Brano scelto ->
+---+

Abbandono, trascuratezza emotiva, assenza di ascolto, fino ad arrivare a intimidazioni verbali, punizioni fisiche, omicidi. Ogni giorno milioni di adolescenti nel mondo crescono in ambienti incapaci di offrire cura, attenzione e protezione, ma non solo: spesso sono vittime di violenze che partono da chi dovrebbe proteggerli.
Tuttavia, a oggi i numeri parlano chiaro e illustrano scenari più che preoccupanti, come si evince in occasione della Giornata Internazionale dei Bambini Innocenti Vittime di Aggressioni del 4 giugno: secondo i dati raccolti dall’Unicef in 83 paesi, oltre la metà degli adolescenti tra i 10 e i 14 anni è stata sottoposta a forme di disciplina violenta nel 2024.

+---+

Esercizi ->
1. Ricopia senza cambiare nulla la parte del brano sulla violenza contro gli adolescenti che comincia con le parole "Abbandono, trascuratezza emotiva, assenza" e si ferma dopo "violenta nel 2024.".
2. Riscrivi le voci dall'inizio fino alla riga che contiene "(1087, 289)", compresa, riportando anche le richieste. A ogni numero delle coordinate aggiungi 16.
Il brano e le voci vengono da fonti diverse.

+---+

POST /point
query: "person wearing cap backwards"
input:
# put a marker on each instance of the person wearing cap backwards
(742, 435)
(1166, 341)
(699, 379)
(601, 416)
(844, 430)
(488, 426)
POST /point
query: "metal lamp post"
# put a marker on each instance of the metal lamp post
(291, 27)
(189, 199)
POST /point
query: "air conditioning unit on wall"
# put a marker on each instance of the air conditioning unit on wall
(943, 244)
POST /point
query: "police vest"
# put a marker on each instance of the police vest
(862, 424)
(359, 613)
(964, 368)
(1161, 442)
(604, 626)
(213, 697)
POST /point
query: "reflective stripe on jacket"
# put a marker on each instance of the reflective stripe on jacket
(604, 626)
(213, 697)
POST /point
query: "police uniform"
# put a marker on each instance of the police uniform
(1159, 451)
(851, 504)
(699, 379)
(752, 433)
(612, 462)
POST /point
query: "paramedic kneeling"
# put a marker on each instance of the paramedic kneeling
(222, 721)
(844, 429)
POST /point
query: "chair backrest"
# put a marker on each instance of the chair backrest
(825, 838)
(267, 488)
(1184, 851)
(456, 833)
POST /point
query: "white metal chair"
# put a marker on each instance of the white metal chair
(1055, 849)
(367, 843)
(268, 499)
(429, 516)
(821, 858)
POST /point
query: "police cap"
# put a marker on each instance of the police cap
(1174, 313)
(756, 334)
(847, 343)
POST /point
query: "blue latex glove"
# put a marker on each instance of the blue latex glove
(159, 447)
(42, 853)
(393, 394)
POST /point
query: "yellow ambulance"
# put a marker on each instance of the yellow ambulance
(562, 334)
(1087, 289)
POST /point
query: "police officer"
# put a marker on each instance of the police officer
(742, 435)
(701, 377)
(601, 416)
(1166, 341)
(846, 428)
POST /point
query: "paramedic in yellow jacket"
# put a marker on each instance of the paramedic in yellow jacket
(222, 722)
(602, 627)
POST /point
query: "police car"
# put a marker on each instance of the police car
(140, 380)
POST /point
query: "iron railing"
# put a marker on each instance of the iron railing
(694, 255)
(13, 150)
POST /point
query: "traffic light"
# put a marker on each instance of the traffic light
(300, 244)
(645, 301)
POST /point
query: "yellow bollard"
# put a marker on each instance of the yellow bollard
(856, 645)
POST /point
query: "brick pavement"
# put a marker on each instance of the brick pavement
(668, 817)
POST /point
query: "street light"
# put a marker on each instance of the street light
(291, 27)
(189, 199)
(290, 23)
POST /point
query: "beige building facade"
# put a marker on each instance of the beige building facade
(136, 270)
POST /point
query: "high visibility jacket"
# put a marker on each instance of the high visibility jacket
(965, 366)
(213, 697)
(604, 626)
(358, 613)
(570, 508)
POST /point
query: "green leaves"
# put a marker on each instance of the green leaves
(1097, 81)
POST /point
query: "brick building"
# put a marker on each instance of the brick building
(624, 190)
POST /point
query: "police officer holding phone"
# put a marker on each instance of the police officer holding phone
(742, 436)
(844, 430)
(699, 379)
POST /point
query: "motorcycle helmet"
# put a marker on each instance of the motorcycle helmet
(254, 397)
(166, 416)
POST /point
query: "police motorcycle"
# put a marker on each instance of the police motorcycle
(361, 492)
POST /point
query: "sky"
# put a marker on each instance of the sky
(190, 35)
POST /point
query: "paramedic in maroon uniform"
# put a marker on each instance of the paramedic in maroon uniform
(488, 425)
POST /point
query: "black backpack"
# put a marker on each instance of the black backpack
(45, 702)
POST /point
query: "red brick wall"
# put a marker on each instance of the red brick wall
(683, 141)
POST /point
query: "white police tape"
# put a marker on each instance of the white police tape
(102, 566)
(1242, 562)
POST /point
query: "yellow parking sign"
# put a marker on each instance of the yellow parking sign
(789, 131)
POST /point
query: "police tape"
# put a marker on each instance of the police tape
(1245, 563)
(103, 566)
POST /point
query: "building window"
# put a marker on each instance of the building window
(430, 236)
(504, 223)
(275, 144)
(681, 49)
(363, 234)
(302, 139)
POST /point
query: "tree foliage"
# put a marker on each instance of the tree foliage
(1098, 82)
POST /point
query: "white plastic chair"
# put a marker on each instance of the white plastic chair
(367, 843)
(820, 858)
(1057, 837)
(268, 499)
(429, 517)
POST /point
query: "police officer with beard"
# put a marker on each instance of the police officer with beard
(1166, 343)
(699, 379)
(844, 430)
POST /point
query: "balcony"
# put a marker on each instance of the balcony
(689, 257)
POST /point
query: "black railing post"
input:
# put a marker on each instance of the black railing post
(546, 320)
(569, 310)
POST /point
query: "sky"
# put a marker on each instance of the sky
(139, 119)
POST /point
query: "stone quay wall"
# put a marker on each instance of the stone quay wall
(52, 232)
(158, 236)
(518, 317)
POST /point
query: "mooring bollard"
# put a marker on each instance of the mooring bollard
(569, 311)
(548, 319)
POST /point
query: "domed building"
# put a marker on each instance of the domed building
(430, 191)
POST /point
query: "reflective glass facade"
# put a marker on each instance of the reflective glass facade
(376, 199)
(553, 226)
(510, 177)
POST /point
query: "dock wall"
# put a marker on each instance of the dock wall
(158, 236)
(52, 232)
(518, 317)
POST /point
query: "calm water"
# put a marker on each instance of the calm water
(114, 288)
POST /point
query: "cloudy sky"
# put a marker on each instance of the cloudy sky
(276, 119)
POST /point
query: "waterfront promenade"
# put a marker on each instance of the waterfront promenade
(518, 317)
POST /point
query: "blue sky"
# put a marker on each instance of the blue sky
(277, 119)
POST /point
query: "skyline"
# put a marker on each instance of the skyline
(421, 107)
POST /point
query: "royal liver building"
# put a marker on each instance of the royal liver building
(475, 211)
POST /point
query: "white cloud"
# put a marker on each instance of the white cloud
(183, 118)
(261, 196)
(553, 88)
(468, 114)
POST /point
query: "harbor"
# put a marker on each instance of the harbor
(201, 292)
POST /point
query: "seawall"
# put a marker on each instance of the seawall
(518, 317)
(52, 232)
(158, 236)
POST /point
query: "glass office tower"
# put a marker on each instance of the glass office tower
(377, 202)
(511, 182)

+---+

Risposte in ordine ->
1.
Abbandono, trascuratezza emotiva, assenza di ascolto, fino ad arrivare a intimidazioni verbali, punizioni fisiche, omicidi. Ogni giorno milioni di adolescenti nel mondo crescono in ambienti incapaci di offrire cura, attenzione e protezione, ma non solo: spesso sono vittime di violenze che partono da chi dovrebbe proteggerli.
Tuttavia, a oggi i numeri parlano chiaro e illustrano scenari più che preoccupanti, come si evince in occasione della Giornata Internazionale dei Bambini Innocenti Vittime di Aggressioni del 4 giugno: secondo i dati raccolti dall’Unicef in 83 paesi, oltre la metà degli adolescenti tra i 10 e i 14 anni è stata sottoposta a forme di disciplina violenta nel 2024.

2.
POST /point
query: "person wearing cap backwards"
input:
# put a marker on each instance of the person wearing cap backwards
(758, 451)
(1182, 357)
(715, 395)
(617, 432)
(860, 446)
(504, 442)
POST /point
query: "metal lamp post"
# put a marker on each instance of the metal lamp post
(307, 43)
(205, 215)
POST /point
query: "air conditioning unit on wall"
# put a marker on each instance of the air conditioning unit on wall
(959, 260)
POST /point
query: "police vest"
# put a marker on each instance of the police vest
(878, 440)
(375, 629)
(980, 384)
(1177, 458)
(620, 642)
(229, 713)
POST /point
query: "reflective stripe on jacket"
# put a marker on each instance of the reflective stripe on jacket
(620, 642)
(229, 713)
POST /point
query: "police uniform"
# put a marker on each instance of the police uniform
(1175, 467)
(867, 520)
(715, 395)
(768, 449)
(628, 478)
POST /point
query: "paramedic kneeling"
# put a marker on each instance of the paramedic kneeling
(238, 737)
(860, 445)
POST /point
query: "chair backrest"
# put a marker on each instance of the chair backrest
(841, 854)
(283, 504)
(1200, 867)
(472, 849)
POST /point
query: "white metal chair"
# put a marker on each instance of the white metal chair
(1071, 865)
(383, 859)
(284, 515)
(445, 532)
(837, 874)
POST /point
query: "police cap"
# put a marker on each instance of the police cap
(1190, 329)
(772, 350)
(863, 359)
POST /point
query: "blue latex glove"
# put a marker on each instance of the blue latex glove
(175, 463)
(58, 869)
(409, 410)
POST /point
query: "yellow ambulance"
# put a marker on each instance of the yellow ambulance
(578, 350)
(1103, 305)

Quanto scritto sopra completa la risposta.